> [Arahan Singkat 1] Kutip tanpa perubahan baris-baris catatan, mulai dari baris yang memuat "at the pedestrian" sampai akhir catatan, dengan kedua ujungnya ikut disertakan. Jangan sertakan gambar dalam jawaban.

> [Teks yang Diberikan]

Investasi Data Center Banter, Wacana Jadi Objek PNBP Santer

Kemenkominfo dikabarkan berencana membuat regulasi khusus yang mengatur soal pangkalan data atau data center. Salah satu kabar yang menyeruak adalah kemungkinan data center dijadikan objek pungutan PNBP. Bagaimana imbasnya terhadap investasi data center di Indonesia?

Leo Dwi Jatmiko

28 Okt 2021 - 20.55
A-
A+
Investasi Data Center Banter, Wacana Jadi Objek PNBP Santer

Ilustrasi data center/istimewa

Bisnis, JAKARTA — Regulasi terkait dengan pangkalan data dikabarkan tengah digodok pemerintah. Salah satu isu yang menyeruak adalah potensi penetapan bisnis data center sebagai sasaran penerimaan negara bukan pajak atau PNBP.

Ketua Umum Asosiasi Penyelenggara Jasa Internet Indonesia (APJII) Muhammad Arif Angga mengatakan, berdasarkan informasi yang didapatkannya, pemerintah tengah merancang peraturan menteri mengenai pangkalan data. 

Dia berpendapat seandainya pangkalan data diregulasi, maka terbuka peluang bisnis pangkalan data menjadi objek PNBP. Hal itu akan menjadi polemik tersendiri mengingat selama ini regulasi pangkalan data masih sama dengan bisnis properti pada umumnya.

> [Catatan Tersimpan]
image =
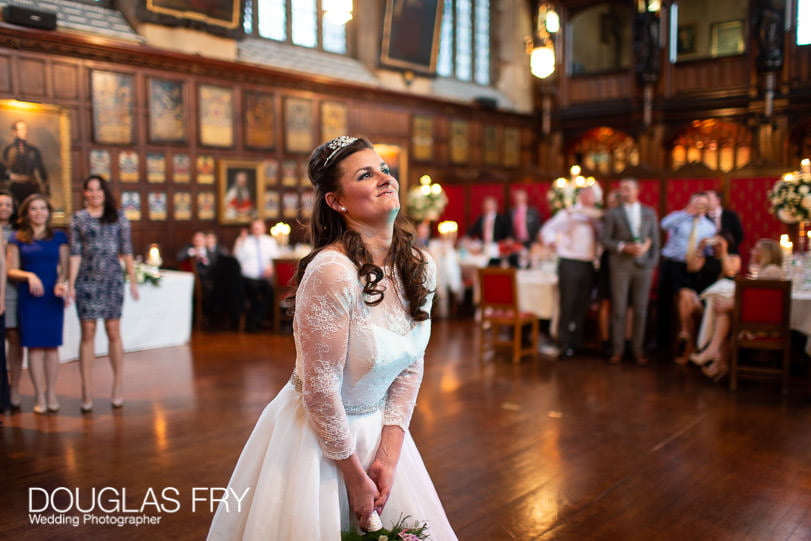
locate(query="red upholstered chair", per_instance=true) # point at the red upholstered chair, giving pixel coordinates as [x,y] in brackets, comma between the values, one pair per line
[283,272]
[760,321]
[499,310]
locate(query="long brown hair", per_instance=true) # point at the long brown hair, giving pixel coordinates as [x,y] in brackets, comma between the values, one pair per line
[25,231]
[327,227]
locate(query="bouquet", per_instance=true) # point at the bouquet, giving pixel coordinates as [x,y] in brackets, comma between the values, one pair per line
[401,531]
[790,196]
[426,201]
[144,273]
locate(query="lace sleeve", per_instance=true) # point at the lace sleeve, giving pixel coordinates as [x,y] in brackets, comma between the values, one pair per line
[323,308]
[402,396]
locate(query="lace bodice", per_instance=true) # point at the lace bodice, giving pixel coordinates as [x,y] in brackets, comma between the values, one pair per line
[351,356]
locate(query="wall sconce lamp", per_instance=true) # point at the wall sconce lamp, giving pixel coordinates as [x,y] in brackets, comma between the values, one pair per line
[541,47]
[337,11]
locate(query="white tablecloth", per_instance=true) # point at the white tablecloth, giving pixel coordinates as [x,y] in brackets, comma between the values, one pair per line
[538,292]
[162,317]
[537,288]
[801,315]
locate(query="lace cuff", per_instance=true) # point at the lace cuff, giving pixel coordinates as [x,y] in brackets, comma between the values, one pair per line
[402,396]
[323,311]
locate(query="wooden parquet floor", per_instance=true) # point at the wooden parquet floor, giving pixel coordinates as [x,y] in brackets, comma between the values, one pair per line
[572,450]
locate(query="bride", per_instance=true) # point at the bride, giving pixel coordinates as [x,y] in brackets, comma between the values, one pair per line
[332,450]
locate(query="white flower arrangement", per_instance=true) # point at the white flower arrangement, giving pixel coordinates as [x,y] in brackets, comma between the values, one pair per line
[426,201]
[143,273]
[790,197]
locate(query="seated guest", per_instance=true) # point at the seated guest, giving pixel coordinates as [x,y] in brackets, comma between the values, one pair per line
[692,304]
[573,233]
[490,228]
[685,230]
[196,253]
[196,250]
[213,246]
[255,253]
[767,258]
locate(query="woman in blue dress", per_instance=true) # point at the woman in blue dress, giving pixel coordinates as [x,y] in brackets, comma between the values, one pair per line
[99,236]
[38,261]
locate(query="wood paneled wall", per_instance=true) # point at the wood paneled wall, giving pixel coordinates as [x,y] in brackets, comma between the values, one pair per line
[55,68]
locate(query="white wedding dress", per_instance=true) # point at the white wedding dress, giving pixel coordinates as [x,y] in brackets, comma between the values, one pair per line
[358,368]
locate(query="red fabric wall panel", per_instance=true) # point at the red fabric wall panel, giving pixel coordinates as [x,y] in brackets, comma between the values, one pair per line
[649,192]
[455,209]
[536,195]
[477,194]
[679,191]
[747,197]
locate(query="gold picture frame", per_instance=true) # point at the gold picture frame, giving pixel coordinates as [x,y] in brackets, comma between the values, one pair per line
[298,122]
[411,35]
[240,185]
[47,130]
[216,104]
[726,38]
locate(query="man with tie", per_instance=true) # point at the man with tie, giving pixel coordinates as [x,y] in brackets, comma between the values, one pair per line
[491,228]
[255,253]
[685,230]
[525,221]
[630,235]
[573,233]
[725,220]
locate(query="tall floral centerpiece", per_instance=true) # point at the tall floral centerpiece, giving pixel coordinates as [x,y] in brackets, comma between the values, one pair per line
[564,190]
[791,195]
[426,201]
[790,199]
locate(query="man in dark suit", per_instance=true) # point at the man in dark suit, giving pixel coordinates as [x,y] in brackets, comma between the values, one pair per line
[525,222]
[491,228]
[725,220]
[631,235]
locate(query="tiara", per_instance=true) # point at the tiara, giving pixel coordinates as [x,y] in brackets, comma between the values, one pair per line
[337,144]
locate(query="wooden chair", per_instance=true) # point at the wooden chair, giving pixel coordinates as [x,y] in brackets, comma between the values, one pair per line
[283,272]
[760,321]
[499,309]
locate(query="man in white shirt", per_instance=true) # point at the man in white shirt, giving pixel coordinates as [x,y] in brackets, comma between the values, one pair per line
[573,233]
[255,253]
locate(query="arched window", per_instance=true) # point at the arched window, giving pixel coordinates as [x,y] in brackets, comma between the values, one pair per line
[719,144]
[604,150]
[299,22]
[464,42]
[599,39]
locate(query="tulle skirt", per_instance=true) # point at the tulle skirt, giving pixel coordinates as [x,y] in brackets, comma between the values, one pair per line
[295,492]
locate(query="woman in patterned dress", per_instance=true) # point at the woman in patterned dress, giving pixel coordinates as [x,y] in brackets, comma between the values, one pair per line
[100,235]
[38,261]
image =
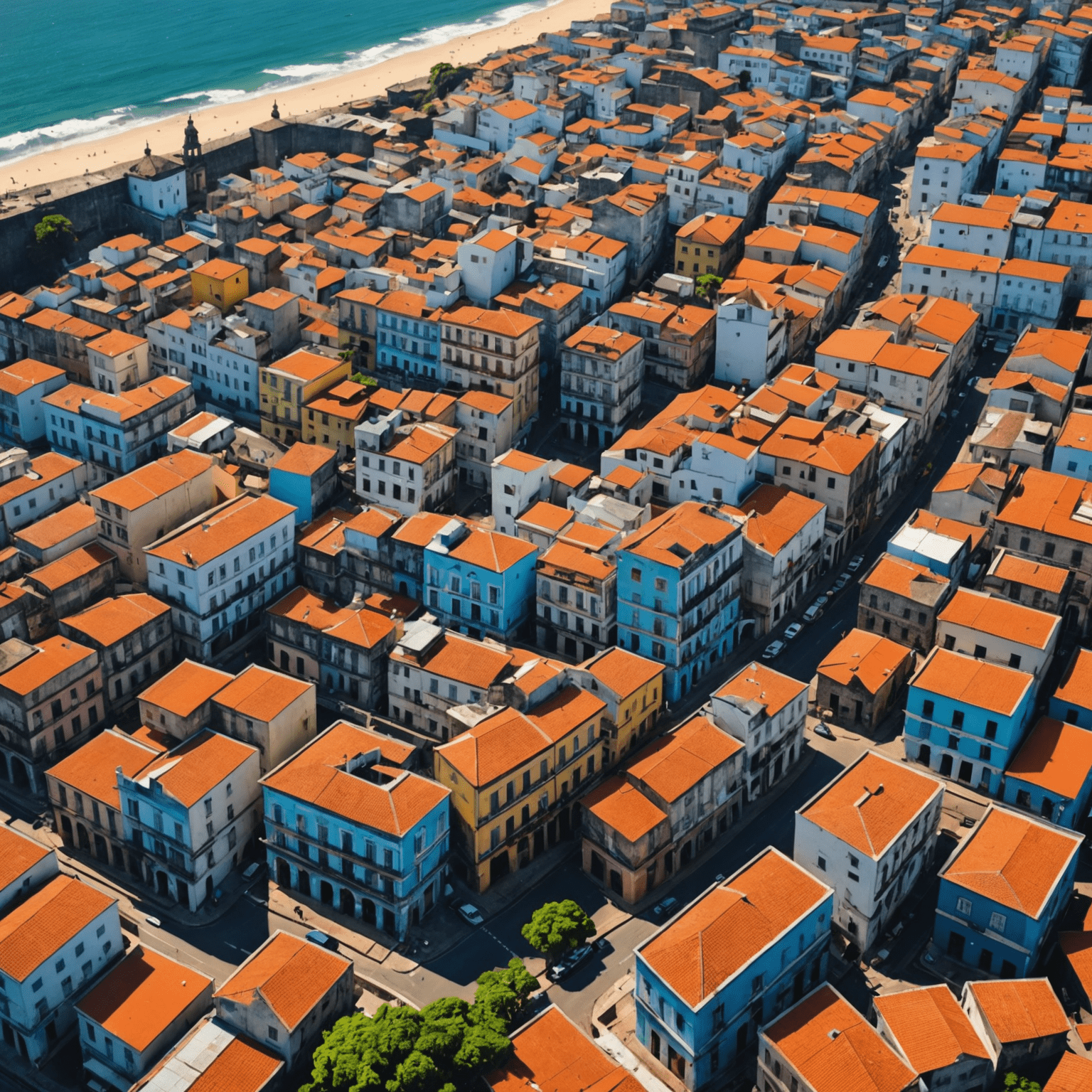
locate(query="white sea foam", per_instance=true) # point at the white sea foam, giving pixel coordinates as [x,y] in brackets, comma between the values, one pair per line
[75,130]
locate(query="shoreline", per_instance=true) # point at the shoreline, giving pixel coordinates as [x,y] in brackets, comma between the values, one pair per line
[215,122]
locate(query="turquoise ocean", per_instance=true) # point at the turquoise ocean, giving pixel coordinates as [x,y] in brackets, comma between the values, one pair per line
[73,69]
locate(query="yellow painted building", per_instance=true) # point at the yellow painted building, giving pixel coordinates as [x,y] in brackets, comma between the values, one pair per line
[515,780]
[220,283]
[331,417]
[287,385]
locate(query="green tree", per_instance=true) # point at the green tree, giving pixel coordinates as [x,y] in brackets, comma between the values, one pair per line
[1016,1083]
[557,927]
[708,285]
[505,992]
[54,232]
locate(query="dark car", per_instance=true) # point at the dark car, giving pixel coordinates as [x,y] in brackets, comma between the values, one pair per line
[567,965]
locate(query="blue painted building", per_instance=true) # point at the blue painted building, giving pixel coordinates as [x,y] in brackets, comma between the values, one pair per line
[1002,890]
[23,385]
[1051,774]
[678,592]
[481,582]
[348,825]
[1071,702]
[746,951]
[965,717]
[306,475]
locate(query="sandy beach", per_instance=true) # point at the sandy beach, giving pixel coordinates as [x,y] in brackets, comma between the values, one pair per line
[164,136]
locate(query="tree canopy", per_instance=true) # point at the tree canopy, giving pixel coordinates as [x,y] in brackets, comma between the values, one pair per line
[440,1049]
[557,927]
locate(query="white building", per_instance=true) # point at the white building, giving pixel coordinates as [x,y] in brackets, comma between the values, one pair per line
[869,835]
[221,570]
[751,338]
[766,711]
[189,815]
[53,946]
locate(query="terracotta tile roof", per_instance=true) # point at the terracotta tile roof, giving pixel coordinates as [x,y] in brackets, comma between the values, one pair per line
[305,459]
[674,537]
[234,525]
[261,694]
[50,918]
[623,673]
[975,682]
[1000,619]
[1076,686]
[1020,1010]
[673,764]
[112,621]
[778,515]
[59,527]
[717,936]
[54,656]
[316,776]
[872,803]
[142,997]
[1012,861]
[929,1027]
[550,1054]
[1074,1074]
[1056,757]
[73,567]
[18,854]
[1049,578]
[92,769]
[195,768]
[623,808]
[186,687]
[835,1049]
[764,686]
[868,658]
[289,974]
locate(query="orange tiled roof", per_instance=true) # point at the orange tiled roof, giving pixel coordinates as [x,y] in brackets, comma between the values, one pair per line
[929,1027]
[1012,861]
[289,974]
[1020,1010]
[835,1049]
[717,936]
[872,803]
[142,997]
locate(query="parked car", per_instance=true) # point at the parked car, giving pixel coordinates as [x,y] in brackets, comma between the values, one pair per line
[471,914]
[567,965]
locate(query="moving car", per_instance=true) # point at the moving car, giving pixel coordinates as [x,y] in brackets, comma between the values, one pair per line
[567,965]
[471,914]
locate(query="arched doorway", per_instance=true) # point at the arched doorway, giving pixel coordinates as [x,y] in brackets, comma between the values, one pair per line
[283,873]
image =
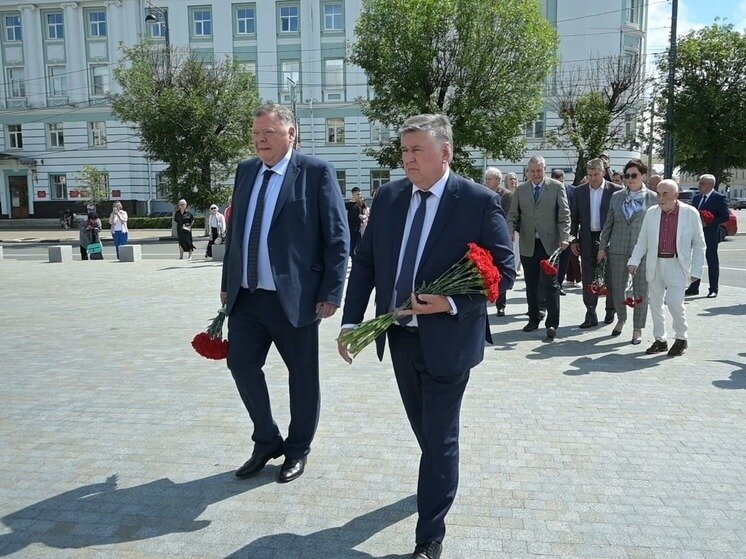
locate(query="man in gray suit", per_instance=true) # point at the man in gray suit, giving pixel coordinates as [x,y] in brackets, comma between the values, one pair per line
[540,213]
[588,212]
[284,270]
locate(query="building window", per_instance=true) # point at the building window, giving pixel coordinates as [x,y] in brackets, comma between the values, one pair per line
[56,135]
[16,83]
[335,131]
[58,186]
[245,21]
[289,19]
[57,81]
[55,26]
[378,179]
[202,23]
[15,136]
[97,24]
[157,29]
[99,79]
[333,18]
[98,134]
[13,28]
[535,129]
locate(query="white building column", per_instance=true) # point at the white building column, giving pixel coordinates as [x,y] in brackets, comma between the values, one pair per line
[77,69]
[34,72]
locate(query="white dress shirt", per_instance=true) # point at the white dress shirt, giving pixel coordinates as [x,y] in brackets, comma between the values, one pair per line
[264,268]
[596,196]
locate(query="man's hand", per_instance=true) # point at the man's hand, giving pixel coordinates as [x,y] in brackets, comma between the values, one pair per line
[428,304]
[325,310]
[342,348]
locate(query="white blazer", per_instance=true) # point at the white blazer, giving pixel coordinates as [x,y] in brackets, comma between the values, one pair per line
[690,242]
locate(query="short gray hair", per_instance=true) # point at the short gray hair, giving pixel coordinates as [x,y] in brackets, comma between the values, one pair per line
[283,113]
[710,179]
[436,126]
[493,172]
[596,164]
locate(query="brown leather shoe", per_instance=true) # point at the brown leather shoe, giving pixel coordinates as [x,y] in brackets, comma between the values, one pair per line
[678,348]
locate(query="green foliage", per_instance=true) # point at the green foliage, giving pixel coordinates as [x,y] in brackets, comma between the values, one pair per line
[92,185]
[481,62]
[709,101]
[193,115]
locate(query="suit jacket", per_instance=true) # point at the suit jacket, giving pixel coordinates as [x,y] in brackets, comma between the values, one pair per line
[467,212]
[718,206]
[619,236]
[580,214]
[690,242]
[308,238]
[549,216]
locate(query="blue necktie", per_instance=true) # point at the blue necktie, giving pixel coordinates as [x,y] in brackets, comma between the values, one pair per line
[252,273]
[405,281]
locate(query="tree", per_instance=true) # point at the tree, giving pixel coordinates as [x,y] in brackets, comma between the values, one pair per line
[481,62]
[92,185]
[709,101]
[193,115]
[594,105]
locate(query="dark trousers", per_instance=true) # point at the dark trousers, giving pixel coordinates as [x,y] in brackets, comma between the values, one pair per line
[588,270]
[540,287]
[433,406]
[713,266]
[257,321]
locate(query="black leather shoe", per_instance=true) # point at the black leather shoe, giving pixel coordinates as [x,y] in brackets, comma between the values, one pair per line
[429,550]
[677,348]
[291,469]
[657,347]
[257,461]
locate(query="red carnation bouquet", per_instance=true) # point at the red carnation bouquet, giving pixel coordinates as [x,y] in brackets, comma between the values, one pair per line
[474,274]
[210,343]
[598,285]
[550,265]
[707,217]
[629,297]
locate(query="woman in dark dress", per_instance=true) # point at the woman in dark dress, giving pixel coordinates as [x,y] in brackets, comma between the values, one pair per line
[184,221]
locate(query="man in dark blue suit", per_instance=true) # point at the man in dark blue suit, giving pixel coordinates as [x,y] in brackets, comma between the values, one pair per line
[419,227]
[284,270]
[712,201]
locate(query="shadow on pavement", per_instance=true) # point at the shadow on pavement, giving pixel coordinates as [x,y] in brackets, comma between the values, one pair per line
[334,543]
[100,514]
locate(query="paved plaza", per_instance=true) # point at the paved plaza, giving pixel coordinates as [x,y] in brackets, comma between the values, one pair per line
[118,441]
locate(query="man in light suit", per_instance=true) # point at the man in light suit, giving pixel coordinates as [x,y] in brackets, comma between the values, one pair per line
[712,201]
[540,213]
[588,212]
[418,228]
[673,244]
[284,270]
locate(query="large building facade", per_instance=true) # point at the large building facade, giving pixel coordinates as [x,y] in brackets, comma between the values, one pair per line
[57,61]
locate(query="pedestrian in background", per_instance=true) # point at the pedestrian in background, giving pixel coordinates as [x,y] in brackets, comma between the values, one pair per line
[118,221]
[184,221]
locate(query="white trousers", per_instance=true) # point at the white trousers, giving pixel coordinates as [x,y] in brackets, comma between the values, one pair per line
[668,287]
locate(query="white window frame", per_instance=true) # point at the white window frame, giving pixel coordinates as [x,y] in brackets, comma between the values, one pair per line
[56,135]
[97,134]
[15,136]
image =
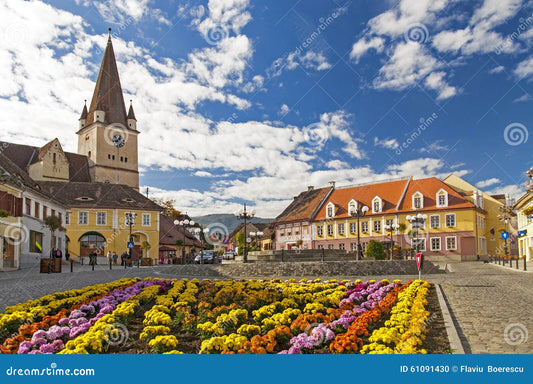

> [Arahan Singkat 2] Menurut artikel tentang data center, selama ini regulasi pangkalan data masih disamakan dengan bisnis apa?

> [Jawaban Akhir 1]
locate(query="pedestrian in background", per_instance=true) # point at the pedestrian in background, giving pixel coordinates as [x,y] in brackets, comma between the values, one pair per line
[118,221]
[184,221]
locate(query="white trousers", per_instance=true) # point at the white trousers, giving pixel coordinates as [x,y] in brackets, comma between the values, one pair per line
[668,287]
locate(query="white window frame", per_instance=true) # point at the white window frame, giving pixel coordinates as [x,y] in brackets, comma between the values, one pair per line
[56,135]
[97,134]
[15,136]
image =

> [Jawaban Akhir 2] Bisnis properti pada umumnya.